_DESCRIPTION OF THE TASK_.
Reproduce the listing verbatim.

####

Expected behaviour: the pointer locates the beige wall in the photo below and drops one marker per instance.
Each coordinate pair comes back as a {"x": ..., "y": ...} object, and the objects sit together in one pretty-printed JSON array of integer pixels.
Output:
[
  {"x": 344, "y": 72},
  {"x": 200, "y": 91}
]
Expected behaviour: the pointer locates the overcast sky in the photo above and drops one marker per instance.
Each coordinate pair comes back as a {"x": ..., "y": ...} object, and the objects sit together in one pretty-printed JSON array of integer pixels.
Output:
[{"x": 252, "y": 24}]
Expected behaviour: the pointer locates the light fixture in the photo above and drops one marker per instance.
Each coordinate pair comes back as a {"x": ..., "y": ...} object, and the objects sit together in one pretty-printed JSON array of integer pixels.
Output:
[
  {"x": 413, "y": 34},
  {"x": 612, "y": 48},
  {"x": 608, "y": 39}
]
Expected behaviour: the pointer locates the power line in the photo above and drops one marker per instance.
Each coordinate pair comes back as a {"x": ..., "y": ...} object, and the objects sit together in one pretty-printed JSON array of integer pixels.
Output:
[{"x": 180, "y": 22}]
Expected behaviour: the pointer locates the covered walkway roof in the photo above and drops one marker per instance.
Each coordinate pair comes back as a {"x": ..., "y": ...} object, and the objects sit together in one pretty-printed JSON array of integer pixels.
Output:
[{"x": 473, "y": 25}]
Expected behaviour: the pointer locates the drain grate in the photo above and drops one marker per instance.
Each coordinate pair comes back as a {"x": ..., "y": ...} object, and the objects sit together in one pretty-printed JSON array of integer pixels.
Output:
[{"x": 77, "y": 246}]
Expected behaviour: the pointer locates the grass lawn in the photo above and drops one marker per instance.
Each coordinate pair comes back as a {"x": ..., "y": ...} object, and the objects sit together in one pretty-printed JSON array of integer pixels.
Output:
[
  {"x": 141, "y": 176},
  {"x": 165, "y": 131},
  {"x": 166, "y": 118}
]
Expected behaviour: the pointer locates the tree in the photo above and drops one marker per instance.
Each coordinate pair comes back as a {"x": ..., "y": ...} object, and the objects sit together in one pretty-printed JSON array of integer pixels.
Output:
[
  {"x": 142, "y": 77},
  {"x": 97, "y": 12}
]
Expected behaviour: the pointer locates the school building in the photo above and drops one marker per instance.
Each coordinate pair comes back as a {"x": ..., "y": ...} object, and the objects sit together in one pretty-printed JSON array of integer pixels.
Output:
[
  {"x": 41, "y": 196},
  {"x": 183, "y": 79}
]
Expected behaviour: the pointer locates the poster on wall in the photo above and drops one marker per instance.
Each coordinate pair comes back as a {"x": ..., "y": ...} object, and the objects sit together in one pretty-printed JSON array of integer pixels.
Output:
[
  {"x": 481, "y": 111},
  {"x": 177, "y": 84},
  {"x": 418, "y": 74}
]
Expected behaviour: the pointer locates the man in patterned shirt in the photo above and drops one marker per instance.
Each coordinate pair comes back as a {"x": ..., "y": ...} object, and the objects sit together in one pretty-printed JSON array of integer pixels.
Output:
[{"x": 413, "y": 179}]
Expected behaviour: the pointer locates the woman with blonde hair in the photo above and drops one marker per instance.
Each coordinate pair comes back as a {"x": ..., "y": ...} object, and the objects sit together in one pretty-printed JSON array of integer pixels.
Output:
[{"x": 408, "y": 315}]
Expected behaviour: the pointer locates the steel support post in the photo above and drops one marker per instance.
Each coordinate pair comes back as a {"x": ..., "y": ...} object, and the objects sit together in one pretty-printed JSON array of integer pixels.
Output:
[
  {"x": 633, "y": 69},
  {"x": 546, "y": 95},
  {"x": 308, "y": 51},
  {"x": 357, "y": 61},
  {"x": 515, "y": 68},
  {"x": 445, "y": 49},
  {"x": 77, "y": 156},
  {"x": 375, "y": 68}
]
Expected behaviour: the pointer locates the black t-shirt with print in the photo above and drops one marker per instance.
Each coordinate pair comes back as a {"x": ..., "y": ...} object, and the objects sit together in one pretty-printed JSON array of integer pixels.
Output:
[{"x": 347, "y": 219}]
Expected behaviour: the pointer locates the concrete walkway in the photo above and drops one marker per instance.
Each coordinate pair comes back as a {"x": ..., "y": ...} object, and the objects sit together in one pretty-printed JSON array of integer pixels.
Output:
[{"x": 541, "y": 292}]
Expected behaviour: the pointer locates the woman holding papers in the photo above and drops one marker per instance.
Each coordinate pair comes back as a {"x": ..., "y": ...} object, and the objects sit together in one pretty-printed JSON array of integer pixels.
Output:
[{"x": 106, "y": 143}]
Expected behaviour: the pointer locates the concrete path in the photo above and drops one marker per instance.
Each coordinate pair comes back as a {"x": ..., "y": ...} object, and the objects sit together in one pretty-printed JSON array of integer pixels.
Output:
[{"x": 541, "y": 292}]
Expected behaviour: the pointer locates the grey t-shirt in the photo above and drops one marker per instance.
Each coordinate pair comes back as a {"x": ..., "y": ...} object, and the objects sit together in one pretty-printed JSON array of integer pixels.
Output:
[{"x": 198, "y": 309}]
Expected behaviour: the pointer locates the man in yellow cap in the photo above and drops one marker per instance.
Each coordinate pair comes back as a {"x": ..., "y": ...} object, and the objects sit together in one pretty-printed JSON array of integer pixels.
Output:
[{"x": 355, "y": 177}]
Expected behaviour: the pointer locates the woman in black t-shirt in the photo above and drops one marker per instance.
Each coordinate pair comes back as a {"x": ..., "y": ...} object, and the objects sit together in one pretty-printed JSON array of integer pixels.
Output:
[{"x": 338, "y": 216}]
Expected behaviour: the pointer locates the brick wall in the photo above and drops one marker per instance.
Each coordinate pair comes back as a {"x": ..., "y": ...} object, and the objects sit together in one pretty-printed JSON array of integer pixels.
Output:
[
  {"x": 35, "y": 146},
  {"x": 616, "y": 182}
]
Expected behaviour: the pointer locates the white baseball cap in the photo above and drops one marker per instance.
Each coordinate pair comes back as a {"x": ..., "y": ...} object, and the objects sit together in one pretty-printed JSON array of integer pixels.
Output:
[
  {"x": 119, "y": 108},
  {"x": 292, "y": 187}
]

####

_REPLY TO THE TASK_.
Expected behaviour: the pointer locates the beige wall in the photo below and drops one marker per instance.
Each coordinate pair comes back as a {"x": ..., "y": ...} object, and the objects sit together in one pretty-printed JSON array of integer pixels.
Output:
[
  {"x": 344, "y": 72},
  {"x": 200, "y": 91}
]
Expected behaviour: the pointer locates the overcast sky in the photo above and drops one marker per instance.
Each coordinate pair comes back as a {"x": ..., "y": ...} object, and the objects sit together in one pretty-printed JSON array of integer pixels.
Output:
[{"x": 252, "y": 24}]
Expected behaviour: the pointer locates the light fixture in the photo above and drops one marker per instance.
Each coordinate pair comes back as a {"x": ..., "y": ...} object, and the objects sit together in one pretty-printed JSON array of integer pixels.
Output:
[
  {"x": 413, "y": 34},
  {"x": 612, "y": 48},
  {"x": 608, "y": 39}
]
Expected behaviour: the pointer locates the power line in the photo above and drops one marker per instance.
Each coordinate pair comes back as a {"x": ..., "y": ...} object, and the objects sit together in one pretty-printed JSON array of integer pixels.
Output:
[{"x": 180, "y": 22}]
Expected behaviour: the pointer locates the covered walkway roof in the photo above and drops one marker per instance.
Each coordinate pair comes back as a {"x": ..., "y": ...} object, and the objects sit together in one pretty-printed JSON array of integer pixels.
Output:
[{"x": 473, "y": 25}]
Expected behaviour: the pointer locates the drain grate in the photo above and drops one marker per instance.
Each coordinate pair comes back as a {"x": ..., "y": ...} object, and the objects sit together in one pretty-printed JSON array of integer pixels.
Output:
[{"x": 77, "y": 246}]
Expected behaviour: the pointer locates the grass lawn in the photo above and drops one marker per instance.
Each coordinate pair comes back as a {"x": ..., "y": ...} object, and the objects sit together in one pretty-printed JSON array of integer pixels.
Output:
[
  {"x": 141, "y": 176},
  {"x": 165, "y": 131},
  {"x": 166, "y": 118}
]
Expected behaviour: the pointer locates the tree in the photo above and drops one marker per instance.
Each coordinate pair comes back as a {"x": ..., "y": ...} object, and the objects sit together in one pretty-printed JSON array of integer pixels.
Output:
[
  {"x": 142, "y": 77},
  {"x": 97, "y": 12}
]
Expected behaviour: the pointer locates the school building in the photo above and drops one marker per instance.
Each coordinate pair comes back as a {"x": ..., "y": ...} object, and the objects sit together in one pretty-printed JSON array of integer pixels.
Output:
[
  {"x": 41, "y": 196},
  {"x": 183, "y": 79}
]
Expected behaviour: the pointer locates the poster on wall in the photo above and drops one marker per instance.
Each coordinate pair comes back as a {"x": ..., "y": ...} object, and the objects sit together in one pretty-printed JSON array of integer pixels.
Output:
[
  {"x": 481, "y": 111},
  {"x": 177, "y": 84},
  {"x": 418, "y": 74}
]
Expected behaviour: the pointer locates the man in patterned shirt in the photo above and drops one marker per instance.
Each coordinate pair comes back as a {"x": ..., "y": ...} object, and the objects sit together in one pretty-printed JSON array of integer pixels.
Output:
[{"x": 413, "y": 179}]
Expected behaviour: the pointer locates the woman with blonde hair in the photo above and drops one marker per instance.
Each coordinate pair comes back as a {"x": ..., "y": ...} object, and the objects sit together in one pretty-printed JSON array of integer pixels.
Output:
[{"x": 408, "y": 315}]
Expected behaviour: the pointer locates the steel support post in the photo above and drops one marker per instance.
Each coordinate pair comes back as a {"x": ..., "y": ...} object, and the objects sit together in one pretty-printed JSON array of integer pixels.
Output:
[
  {"x": 633, "y": 69},
  {"x": 546, "y": 95},
  {"x": 308, "y": 51},
  {"x": 357, "y": 61},
  {"x": 515, "y": 68},
  {"x": 445, "y": 49},
  {"x": 77, "y": 156},
  {"x": 375, "y": 68}
]
Expected behaviour: the pointer locates the black t-shirt with print in the photo above and drops one marker per instance.
Each coordinate pair comes back as a {"x": ..., "y": ...} object, and the objects sit together in one pretty-printed JSON array of integer pixels.
Output:
[{"x": 347, "y": 219}]
Expected behaviour: the pointer locates the concrete walkway in the photo above and drops one marker per instance.
Each coordinate pair comes back as a {"x": ..., "y": ...} object, and the objects sit together in one pretty-printed JSON array of integer pixels.
Output:
[{"x": 541, "y": 292}]
Expected behaviour: the pointer locates the woman holding papers in the photo above and drops one marker per instance.
Each coordinate pair comes back as a {"x": ..., "y": ...} object, and the objects sit together in one pretty-printed JSON array of integer pixels.
Output:
[{"x": 106, "y": 143}]
Expected behaviour: the pointer locates the concrete path in the photo above and drops one marker per instance.
Each coordinate pair comes back as a {"x": ..., "y": ...} object, and the objects sit together in one pretty-printed JSON array of integer pixels.
Output:
[{"x": 541, "y": 292}]
Expected behaviour: the pointer locates the grey t-shirt in the photo above and drops one marker per instance.
Each coordinate pair comes back as a {"x": ..., "y": ...} object, and the objects sit together in one pretty-printed JSON array of integer pixels.
Output:
[{"x": 198, "y": 309}]
Expected behaviour: the pointer locates the man in yellow cap in the photo above and drops one marker per instance.
Each coordinate pair comes back as a {"x": ..., "y": ...} object, and the objects sit together in one pretty-printed JSON array of integer pixels.
Output:
[{"x": 355, "y": 177}]
Expected behaviour: the pointer locates the woman in black t-shirt in the photo above and drops one marker per instance.
Each coordinate pair comes back as a {"x": ..., "y": ...} object, and the objects sit together in one pretty-printed JSON array of integer pixels.
Output:
[{"x": 338, "y": 216}]
Expected behaviour: the pointer locates the brick wall in the photo above and drops one marker per instance.
Each coordinate pair comes back as a {"x": ..., "y": ...} object, and the objects sit together in one pretty-printed JSON array of integer pixels.
Output:
[
  {"x": 35, "y": 146},
  {"x": 616, "y": 182}
]
Expected behaviour: the pointer locates the white baseball cap in the photo above and drops one marker per instance.
Each coordinate pair comes back as a {"x": ..., "y": ...} object, and the objects sit together in one pretty-printed JSON array of integer pixels.
Output:
[
  {"x": 119, "y": 108},
  {"x": 292, "y": 187}
]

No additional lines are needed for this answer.